··· Text under study ···

IV fluid shortage after Hurricane Helene hit Baxter International plant prompts hospitals to conserve
Hospitals around the country are conserving intravenous fluid supplies to cope with a shortage that could last months. Some hospital administrators say they are changing how they think about IV fluid hydration altogether.
Hurricane Helene, which hit North Carolina in September, wrecked a Baxter International facility that produces 60% of the IV fluids used in the United States, according to the American Hospital Association.
The Deerfield-based company was forced to stop production and is rationing its products.
Baxter says its North Cove, N.C., facility has resumed producing some IV fluids and that normal quantities of “certain IV solutions products” will be available by the end of the year, but there is no timeline for when the North Cove facility will be back to prehurricane production levels.
Meanwhile, hospitals are facing seasonal strains on their already-limited IV fluid resources.
“We’ve been very aggressive in our conservation measures,” says Sam Elgawly, chief of resource stewardship for Inova, a health system in the Washington, D.C., area, who says its IV fluid usage has dropped 55% since early October but that patient care hasn’t been compromised.
“We are going to operate under the assumption that this is going to be the way it is through the end of 2024 and have adopted our demand/conservation measures accordingly,” Elgawly says.

··· Extracted entries ···

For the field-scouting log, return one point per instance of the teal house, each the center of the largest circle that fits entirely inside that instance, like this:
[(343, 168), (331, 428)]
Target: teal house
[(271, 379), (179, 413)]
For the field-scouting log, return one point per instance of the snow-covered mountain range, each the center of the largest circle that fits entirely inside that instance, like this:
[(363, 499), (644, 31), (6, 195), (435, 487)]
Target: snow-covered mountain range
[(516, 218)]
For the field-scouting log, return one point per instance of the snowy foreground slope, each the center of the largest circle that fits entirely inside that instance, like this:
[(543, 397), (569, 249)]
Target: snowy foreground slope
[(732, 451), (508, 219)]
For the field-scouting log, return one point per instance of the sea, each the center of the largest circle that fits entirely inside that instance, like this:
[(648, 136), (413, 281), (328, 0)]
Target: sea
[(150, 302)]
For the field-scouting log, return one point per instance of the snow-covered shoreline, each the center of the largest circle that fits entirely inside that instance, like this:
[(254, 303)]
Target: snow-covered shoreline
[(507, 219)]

···

### Problems to work on
- 1) List every organization the IV fluid shortage article names.
- 2) Please repeat the part of the IV fluid shortage article between "IV fluid shortage" and "fluid hydration altogether.", inclusive.
- 3) Write the next part of the IV fluid shortage article, picking up after its final sentence.
The records are separate material from the IV fluid shortage article.

### Results of the exercise
- 1) Baxter International, the American Hospital Association, Inova

- 2)
IV fluid shortage after Hurricane Helene hit Baxter International plant prompts hospitals to conserve
Hospitals around the country are conserving intravenous fluid supplies to cope with a shortage that could last months. Some hospital administrators say they are changing how they think about IV fluid hydration altogether.

- 3)
At the end of a calendar year, many people with insurance typically hurry to schedule surgical procedures before their deductibles reset in January.
With an eye to that rush and the impending peak of respiratory virus season, Elgawly says there’s been an effort to stockpile IV fluid bags. Also, hospitals are conserving by, for instance, giving some medications intravenously but without an IV fluid bag, known as a push medication.
“You just give the medication without the bag,” he says.
Monica Coleman, a nurse at the federal Department of Veterans Affairs hospital in North Chicago, says using push medications takes more of nurses’ time because they need to monitor the patients getting them.
But, Coleman says, “This could increase adverse effects within the patient because we’re giving the medication at a faster rate.”
Elgawly is interested in retooling electronic health records to question doctor orders for more IV hydration.
“Does the patient actually need that second bag? How did they do today with eating or drinking water or juice? They did well? They don’t need the bag. So it’s little conservation mechanisms like that that, when you add them across, you know, the 2,000-patient system that Inova is, make a significant dent,” he says.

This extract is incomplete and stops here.